=== Job ===
Rewrite the stretch of the material from the line containing "Regarding the evacuee" through the line containing "[569,222,590,272]", copying every line in it. Raise each bounding-box coordinate by 27 and leave all other wording unchanged.

=== Data for this task ===
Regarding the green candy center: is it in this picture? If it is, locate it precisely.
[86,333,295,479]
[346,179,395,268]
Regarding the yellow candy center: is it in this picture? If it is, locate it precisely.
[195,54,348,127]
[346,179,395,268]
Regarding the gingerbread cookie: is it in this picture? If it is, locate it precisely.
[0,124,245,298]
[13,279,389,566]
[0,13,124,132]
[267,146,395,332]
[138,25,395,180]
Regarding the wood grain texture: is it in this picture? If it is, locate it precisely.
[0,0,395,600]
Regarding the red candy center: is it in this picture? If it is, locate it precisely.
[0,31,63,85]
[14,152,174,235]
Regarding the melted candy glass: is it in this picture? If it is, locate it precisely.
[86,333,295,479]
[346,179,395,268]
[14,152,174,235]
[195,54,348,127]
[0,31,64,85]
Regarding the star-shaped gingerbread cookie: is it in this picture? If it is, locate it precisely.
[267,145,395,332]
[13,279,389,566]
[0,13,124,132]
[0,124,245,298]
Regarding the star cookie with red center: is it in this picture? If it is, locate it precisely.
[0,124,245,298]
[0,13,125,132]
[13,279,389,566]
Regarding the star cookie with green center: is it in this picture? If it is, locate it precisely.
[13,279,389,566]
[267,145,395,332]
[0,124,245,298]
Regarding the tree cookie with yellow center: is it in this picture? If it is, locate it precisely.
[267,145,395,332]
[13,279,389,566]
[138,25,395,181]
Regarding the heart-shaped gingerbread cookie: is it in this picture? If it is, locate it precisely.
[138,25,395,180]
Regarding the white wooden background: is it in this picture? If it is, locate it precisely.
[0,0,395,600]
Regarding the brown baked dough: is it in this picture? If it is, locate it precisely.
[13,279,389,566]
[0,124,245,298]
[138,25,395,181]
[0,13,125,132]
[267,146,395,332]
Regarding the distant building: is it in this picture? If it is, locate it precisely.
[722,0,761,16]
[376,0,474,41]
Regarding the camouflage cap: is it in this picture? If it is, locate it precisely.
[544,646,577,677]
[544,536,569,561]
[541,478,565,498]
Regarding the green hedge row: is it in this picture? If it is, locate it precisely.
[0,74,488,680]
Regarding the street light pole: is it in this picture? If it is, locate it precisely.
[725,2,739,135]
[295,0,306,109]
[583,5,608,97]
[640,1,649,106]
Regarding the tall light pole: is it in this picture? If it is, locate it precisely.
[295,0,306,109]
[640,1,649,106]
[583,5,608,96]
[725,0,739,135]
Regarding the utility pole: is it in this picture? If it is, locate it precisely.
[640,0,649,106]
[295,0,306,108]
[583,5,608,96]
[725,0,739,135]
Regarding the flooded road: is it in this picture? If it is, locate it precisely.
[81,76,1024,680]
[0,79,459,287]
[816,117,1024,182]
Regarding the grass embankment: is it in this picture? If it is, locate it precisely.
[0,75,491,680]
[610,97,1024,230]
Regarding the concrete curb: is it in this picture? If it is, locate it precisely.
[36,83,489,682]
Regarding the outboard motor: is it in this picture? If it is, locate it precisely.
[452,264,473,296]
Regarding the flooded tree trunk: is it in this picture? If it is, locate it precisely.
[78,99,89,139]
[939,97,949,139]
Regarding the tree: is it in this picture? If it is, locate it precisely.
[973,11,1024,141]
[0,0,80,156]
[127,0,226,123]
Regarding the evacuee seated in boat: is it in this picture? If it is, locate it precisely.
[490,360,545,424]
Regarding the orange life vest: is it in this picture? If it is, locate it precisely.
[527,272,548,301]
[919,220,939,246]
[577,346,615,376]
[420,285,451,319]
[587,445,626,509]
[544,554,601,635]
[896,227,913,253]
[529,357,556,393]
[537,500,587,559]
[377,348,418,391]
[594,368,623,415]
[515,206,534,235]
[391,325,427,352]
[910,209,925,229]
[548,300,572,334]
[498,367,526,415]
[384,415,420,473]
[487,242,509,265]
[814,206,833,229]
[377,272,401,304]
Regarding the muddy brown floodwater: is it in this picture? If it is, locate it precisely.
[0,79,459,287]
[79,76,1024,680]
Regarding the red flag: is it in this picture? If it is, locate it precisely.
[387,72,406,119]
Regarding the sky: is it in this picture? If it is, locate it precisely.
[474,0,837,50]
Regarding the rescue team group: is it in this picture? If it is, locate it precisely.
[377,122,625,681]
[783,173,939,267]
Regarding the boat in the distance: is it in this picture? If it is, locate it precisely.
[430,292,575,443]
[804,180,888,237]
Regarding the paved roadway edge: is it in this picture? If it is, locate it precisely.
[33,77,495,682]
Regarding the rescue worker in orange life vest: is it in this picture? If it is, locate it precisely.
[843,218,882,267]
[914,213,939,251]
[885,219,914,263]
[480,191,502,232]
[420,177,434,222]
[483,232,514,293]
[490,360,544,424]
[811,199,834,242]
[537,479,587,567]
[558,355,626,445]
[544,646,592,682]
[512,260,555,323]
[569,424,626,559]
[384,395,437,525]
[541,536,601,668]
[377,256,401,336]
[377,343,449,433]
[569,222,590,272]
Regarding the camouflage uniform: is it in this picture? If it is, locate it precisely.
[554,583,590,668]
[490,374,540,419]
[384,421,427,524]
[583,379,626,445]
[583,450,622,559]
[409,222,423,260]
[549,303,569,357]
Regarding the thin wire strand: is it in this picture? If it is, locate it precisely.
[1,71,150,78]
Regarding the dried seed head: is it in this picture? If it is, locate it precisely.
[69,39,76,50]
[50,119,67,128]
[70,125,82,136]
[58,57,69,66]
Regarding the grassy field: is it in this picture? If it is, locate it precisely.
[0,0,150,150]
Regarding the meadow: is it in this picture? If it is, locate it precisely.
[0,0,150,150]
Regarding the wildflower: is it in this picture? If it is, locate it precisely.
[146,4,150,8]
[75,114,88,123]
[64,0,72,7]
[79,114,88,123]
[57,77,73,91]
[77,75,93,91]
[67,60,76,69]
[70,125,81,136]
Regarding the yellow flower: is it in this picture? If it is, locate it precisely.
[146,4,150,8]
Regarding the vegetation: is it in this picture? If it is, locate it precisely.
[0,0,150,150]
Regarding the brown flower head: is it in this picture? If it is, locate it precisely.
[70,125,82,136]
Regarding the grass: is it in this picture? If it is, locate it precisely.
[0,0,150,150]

=== Output for this task ===
Regarding the evacuee seated in boat: is it in this picture? If it is, locate it precisely.
[517,387,572,451]
Regarding the orange life vest: is it in this picture? If it is, locate it precisely.
[554,299,575,328]
[946,247,966,273]
[604,373,642,403]
[447,312,478,346]
[614,472,653,536]
[571,581,628,662]
[923,254,940,280]
[556,384,583,420]
[564,527,614,586]
[404,375,445,418]
[621,395,650,442]
[542,233,561,262]
[418,352,454,379]
[937,236,952,256]
[575,327,599,361]
[525,394,553,442]
[411,442,447,500]
[514,269,536,292]
[841,233,860,256]
[404,299,428,331]
Regarding the muddy brown floodwater: is it in this picture? If it is, locate it precisely.
[27,106,486,314]
[106,103,1051,707]
Regarding the red flag: is it in this picture? If it is, locate it precisely.
[414,99,433,146]
Regarding the sky: is it in this picture? If it is, locate it precisely.
[501,27,864,77]
Regarding the rescue team group: is it in this picture? If it is, locate it precisely.
[404,149,652,708]
[810,200,966,294]
Regarding the boat in the distance: is it in this picture? If it is, locate it precisely.
[457,319,602,470]
[831,207,915,264]
Regarding the paved roadway edge: is it in this picture? If it is, locate it precisely.
[60,104,522,709]
Regarding the rescue worker in orange life vest: is it in this picture? If it is, locate it precisely.
[870,245,909,294]
[941,240,966,278]
[912,246,941,290]
[507,218,529,259]
[447,204,461,249]
[510,259,541,320]
[517,387,571,451]
[838,226,861,269]
[564,506,614,594]
[585,382,653,472]
[571,673,619,709]
[539,287,582,350]
[596,451,653,586]
[411,422,464,552]
[568,563,628,695]
[404,283,428,363]
[404,370,476,460]
[596,249,617,299]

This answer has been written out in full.